# START OF Data excerpts

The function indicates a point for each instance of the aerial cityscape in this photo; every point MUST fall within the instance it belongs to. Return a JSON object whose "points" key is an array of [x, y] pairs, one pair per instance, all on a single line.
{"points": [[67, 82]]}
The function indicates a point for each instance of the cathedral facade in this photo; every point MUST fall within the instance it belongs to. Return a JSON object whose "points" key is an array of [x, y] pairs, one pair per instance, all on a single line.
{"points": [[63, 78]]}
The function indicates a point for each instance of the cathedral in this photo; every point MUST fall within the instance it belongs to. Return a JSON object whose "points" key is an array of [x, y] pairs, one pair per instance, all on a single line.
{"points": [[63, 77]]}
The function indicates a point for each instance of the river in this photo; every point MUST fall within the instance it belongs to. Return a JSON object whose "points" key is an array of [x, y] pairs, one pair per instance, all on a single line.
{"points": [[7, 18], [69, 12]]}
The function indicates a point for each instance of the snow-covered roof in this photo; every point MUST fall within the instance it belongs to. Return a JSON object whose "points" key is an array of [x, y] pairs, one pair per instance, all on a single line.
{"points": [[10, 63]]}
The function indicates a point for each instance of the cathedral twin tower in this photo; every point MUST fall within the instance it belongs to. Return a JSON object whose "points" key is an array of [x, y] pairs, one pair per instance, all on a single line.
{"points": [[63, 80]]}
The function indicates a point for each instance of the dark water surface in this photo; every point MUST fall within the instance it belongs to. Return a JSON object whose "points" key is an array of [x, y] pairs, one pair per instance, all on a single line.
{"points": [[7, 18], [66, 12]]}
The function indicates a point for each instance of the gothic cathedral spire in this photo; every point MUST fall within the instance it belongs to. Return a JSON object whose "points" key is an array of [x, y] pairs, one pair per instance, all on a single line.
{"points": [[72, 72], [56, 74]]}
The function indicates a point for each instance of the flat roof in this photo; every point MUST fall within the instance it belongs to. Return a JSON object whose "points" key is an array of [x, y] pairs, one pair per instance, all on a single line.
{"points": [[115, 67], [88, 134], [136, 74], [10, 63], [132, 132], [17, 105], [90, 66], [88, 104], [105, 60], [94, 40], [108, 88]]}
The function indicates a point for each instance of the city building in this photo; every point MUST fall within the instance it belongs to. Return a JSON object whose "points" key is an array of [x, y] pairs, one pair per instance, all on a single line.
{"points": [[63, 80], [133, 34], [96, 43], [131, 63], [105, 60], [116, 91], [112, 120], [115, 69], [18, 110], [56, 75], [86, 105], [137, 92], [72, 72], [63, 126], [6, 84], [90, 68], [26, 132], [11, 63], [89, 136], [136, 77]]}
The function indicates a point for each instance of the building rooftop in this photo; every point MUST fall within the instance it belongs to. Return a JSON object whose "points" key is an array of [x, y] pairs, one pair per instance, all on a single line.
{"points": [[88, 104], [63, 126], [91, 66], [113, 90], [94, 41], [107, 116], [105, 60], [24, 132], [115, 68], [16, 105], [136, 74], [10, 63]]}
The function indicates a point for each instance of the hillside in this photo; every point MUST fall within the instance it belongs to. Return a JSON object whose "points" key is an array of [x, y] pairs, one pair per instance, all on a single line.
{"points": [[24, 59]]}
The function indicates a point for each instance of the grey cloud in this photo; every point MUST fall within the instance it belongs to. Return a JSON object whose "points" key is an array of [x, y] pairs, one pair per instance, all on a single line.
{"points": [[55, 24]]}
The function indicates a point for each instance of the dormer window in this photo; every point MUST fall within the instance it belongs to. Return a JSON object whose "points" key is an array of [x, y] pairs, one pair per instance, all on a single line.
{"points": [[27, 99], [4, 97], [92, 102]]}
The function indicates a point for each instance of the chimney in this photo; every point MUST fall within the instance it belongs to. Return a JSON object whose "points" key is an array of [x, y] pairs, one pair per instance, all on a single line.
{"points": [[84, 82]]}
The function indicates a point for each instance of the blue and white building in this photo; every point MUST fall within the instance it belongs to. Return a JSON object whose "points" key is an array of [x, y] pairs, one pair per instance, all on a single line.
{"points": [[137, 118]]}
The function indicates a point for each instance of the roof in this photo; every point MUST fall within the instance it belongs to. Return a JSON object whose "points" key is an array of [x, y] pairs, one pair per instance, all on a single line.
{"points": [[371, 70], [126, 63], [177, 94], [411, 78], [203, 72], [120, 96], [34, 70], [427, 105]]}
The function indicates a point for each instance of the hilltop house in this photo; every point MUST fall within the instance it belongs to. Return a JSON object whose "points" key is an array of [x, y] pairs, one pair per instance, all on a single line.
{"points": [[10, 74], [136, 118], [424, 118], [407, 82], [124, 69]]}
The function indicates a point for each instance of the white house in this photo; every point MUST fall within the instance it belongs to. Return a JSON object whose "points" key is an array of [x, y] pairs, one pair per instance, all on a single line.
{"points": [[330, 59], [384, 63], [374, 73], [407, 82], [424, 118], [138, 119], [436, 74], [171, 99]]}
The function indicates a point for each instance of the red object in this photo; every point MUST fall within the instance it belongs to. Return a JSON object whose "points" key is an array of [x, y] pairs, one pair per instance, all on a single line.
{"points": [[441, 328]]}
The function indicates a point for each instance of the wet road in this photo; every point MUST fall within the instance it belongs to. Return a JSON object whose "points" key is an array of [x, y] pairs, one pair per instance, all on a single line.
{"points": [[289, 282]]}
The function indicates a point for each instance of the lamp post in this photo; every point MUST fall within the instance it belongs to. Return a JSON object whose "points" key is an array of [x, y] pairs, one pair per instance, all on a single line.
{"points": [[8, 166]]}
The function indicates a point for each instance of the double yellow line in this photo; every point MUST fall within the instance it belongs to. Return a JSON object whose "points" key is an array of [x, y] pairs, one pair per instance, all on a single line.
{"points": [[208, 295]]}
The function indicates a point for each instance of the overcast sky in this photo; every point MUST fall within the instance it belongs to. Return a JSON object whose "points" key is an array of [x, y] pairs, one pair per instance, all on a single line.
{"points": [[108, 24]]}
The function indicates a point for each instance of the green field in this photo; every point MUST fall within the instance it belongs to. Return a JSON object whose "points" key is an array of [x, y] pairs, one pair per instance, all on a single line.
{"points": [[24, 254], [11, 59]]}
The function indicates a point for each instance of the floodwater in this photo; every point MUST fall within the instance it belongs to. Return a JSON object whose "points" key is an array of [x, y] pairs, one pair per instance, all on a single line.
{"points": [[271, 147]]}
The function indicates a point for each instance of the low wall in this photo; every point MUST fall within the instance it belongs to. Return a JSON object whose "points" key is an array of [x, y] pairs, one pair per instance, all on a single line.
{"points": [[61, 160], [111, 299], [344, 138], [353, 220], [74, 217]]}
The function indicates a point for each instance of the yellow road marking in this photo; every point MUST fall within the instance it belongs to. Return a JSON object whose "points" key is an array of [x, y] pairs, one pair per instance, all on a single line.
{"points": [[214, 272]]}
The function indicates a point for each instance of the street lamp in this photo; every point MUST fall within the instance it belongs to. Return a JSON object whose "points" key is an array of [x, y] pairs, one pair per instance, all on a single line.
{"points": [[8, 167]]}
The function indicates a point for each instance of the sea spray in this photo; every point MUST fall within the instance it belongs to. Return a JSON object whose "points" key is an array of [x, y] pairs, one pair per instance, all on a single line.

# END OF Data excerpts

> Task goal
Transcribe the data above in full, exactly.

> Exercise answer
The function indicates a point for each instance of the aerial cityscape in this photo; every point MUST fall within the instance it belongs to. Return a JSON object whose "points" key is an array of [x, y] pairs, one pair per instance, all on a single line.
{"points": [[67, 82]]}
The function indicates a point for each instance of the cathedral facade in this photo; every point MUST fall within the instance it belongs to. Return a JSON object whose "points" key is an array of [x, y] pairs, one pair per instance, all on a single line.
{"points": [[63, 78]]}
The function indicates a point for each instance of the cathedral in this photo; every point MUST fall within the instance it belongs to. Return a JSON object whose "points" key is an array of [x, y] pairs, one pair per instance, all on a single line.
{"points": [[63, 77]]}
The function indicates a point for each instance of the river in this photo; every point MUST fall within the instance it belongs to. Return a JSON object whose "points" key is an array of [x, y] pairs, one pair per instance, all on a single line.
{"points": [[7, 18], [69, 12]]}
The function indicates a point for each instance of the snow-covered roof in this photo; every point MUST fall within the instance it belongs to. Return a JSON object whose "points" key is an array of [x, y] pairs, one pair per instance, all on a single line.
{"points": [[10, 63]]}
The function indicates a point for each instance of the cathedral twin tower in this photo; every point MUST fall within the instance it belongs to. Return a JSON object whose "points" key is an array of [x, y] pairs, one pair per instance, all on a single line.
{"points": [[63, 80]]}
The function indicates a point for each instance of the dark water surface in this photo; every point MUST fall within the instance it belongs to. Return a JSON object whose "points" key is an array of [x, y] pairs, one pair per instance, all on a single line.
{"points": [[7, 18], [66, 12]]}
The function indicates a point for each instance of the gothic cathedral spire in this photo; every point MUST fall within the instance it belongs to. Return a JSON object whose "points" key is an array of [x, y] pairs, one pair per instance, all on a single line.
{"points": [[72, 72], [56, 74]]}
The function indicates a point for each instance of the flat roof in this photo; every point MUST fall within the instance it belongs to. Return a JSON object whose "points" key is an array of [x, y] pairs, one pair per instance, all on a single line.
{"points": [[115, 67], [88, 134], [136, 74], [10, 63], [132, 132], [17, 105], [90, 66], [88, 104], [105, 60], [94, 40], [108, 88]]}
The function indicates a point for each instance of the city building in this photo; every point MUST fall within the instance it belongs to. Return a JSON object whose "points" key is an array of [x, y] pairs, one pair per instance, all on a single line.
{"points": [[63, 80], [133, 34], [96, 43], [131, 63], [105, 60], [116, 91], [112, 120], [115, 69], [18, 110], [56, 75], [86, 105], [137, 92], [72, 72], [63, 126], [6, 84], [90, 68], [26, 132], [11, 63], [89, 136], [136, 77]]}
The function indicates a point for each instance of the building rooftop in this photo; every point MUST fall within the instance it belongs to. Return a JSON object whose "points" key is an array of [x, y] pairs, one pair per instance, all on a single line.
{"points": [[88, 104], [63, 126], [91, 66], [113, 90], [94, 41], [107, 116], [105, 60], [24, 132], [115, 68], [16, 105], [136, 74], [10, 63]]}
The function indicates a point for each instance of the hillside in this photo; every point MUST fall within the instance it belongs to. Return a JSON object whose "points" key is an array of [x, y] pairs, one pair per instance, all on a single line.
{"points": [[24, 59]]}
The function indicates a point for each instance of the grey cloud in this photo; every point MUST fall within the instance it belongs to. Return a JSON object whose "points" key is an array of [x, y] pairs, one pair per instance, all on a single line.
{"points": [[55, 24]]}
The function indicates a point for each instance of the dormer window in this photo; every point MUST fall within the instance it belongs to. Return a JSON object whose "points" key is an array of [x, y] pairs, one pair per instance, all on a single line.
{"points": [[27, 99], [4, 97], [92, 102]]}
The function indicates a point for each instance of the chimney in this photo; every point MUST fall within the instance it belongs to. Return a JSON object whose "points" key is an array of [x, y] pairs, one pair per instance, all on a single line.
{"points": [[84, 82]]}
The function indicates a point for each instance of the blue and white building in this photo; every point MUST fall within the instance it belongs to. Return a JSON object whose "points" key is an array of [x, y] pairs, one pair per instance, all on a single line.
{"points": [[137, 118]]}
The function indicates a point for each instance of the roof in this photo; every point MUST fall within the instance it belongs to. Return a JSON object whose "points" key is an array of [x, y] pairs, one pair per instance, all on a single line.
{"points": [[371, 70], [126, 63], [177, 94], [411, 78], [203, 72], [120, 96], [34, 70], [427, 105]]}
The function indicates a point for each instance of the hilltop house in this photo; every point MUST fall within the instance it belongs to. Return a JSON object whose "points" key is an array of [x, y] pairs, one pair per instance, all on a single line.
{"points": [[10, 74], [136, 118], [424, 118], [407, 82], [124, 69]]}
The function indicates a point for each instance of the white house in this photo; every point MUST fall within the instance it belongs to. Return a JSON object whose "points" key is an array of [x, y] pairs, one pair per instance, all on a single line.
{"points": [[330, 59], [384, 63], [374, 73], [407, 82], [424, 118], [138, 119], [436, 74], [171, 99]]}
The function indicates a point for each instance of the red object in this photo; every point MUST fall within the instance it belongs to. Return a JSON object whose "points" key is an array of [x, y] pairs, one pair per instance, all on a single line.
{"points": [[441, 328]]}
The function indicates a point for each instance of the wet road in this photo; every point MUST fall within the instance it belongs to. Return a JSON object whose "points" key is an array of [x, y] pairs, one pair per instance, all on a single line.
{"points": [[289, 282]]}
The function indicates a point for each instance of the lamp post in this photo; every point MUST fall within the instance it belongs to. Return a JSON object whose "points" key is an array of [x, y] pairs, one pair per instance, all on a single line.
{"points": [[8, 166]]}
The function indicates a point for each instance of the double yellow line in this photo; every point MUST fall within the instance it belongs to. Return a JSON object whose "points" key is an array of [x, y] pairs, one pair per instance, all on a single line.
{"points": [[208, 295]]}
The function indicates a point for each instance of the overcast sky in this photo; every point MUST fall within the instance it belongs to. Return a JSON object whose "points" key is an array of [x, y] pairs, one pair per instance, all on a single line.
{"points": [[108, 24]]}
The function indicates a point for each instance of the green field in this photo; every point MUST fall within the instance it belongs to. Return a JSON object whose "points" key is an array of [x, y] pairs, one pair per instance, all on a single line.
{"points": [[24, 254], [11, 59]]}
The function indicates a point for each instance of the floodwater in this photo; every point MUST fall within the instance it belongs to. Return a JSON object whose "points" key is an array of [x, y] pairs, one pair per instance, all on a single line.
{"points": [[271, 147]]}
The function indicates a point for each instance of the low wall in this photo; every point MUST fall within the instance it belongs to. Return a JSON object whose "points" key is an array of [x, y] pairs, one pair per instance, all on a single line.
{"points": [[61, 160], [111, 299], [344, 138], [353, 220], [74, 217]]}
The function indicates a point for each instance of the yellow road marking in this photo; every point MUST fall within the instance it belongs to. Return a JSON object whose "points" key is an array of [x, y] pairs, one pair per instance, all on a single line.
{"points": [[214, 272]]}
The function indicates a point for each instance of the street lamp in this photo; every point MUST fall within the instance it belongs to. Return a JSON object whose "points" key is an array of [x, y] pairs, one pair per instance, all on a single line.
{"points": [[8, 167]]}
The function indicates a point for each instance of the sea spray in this photo; every point MUST fall within the instance it belongs to. Return a JSON object whose "points" key is an array of [x, y] pairs, one pair per instance, all on a single line.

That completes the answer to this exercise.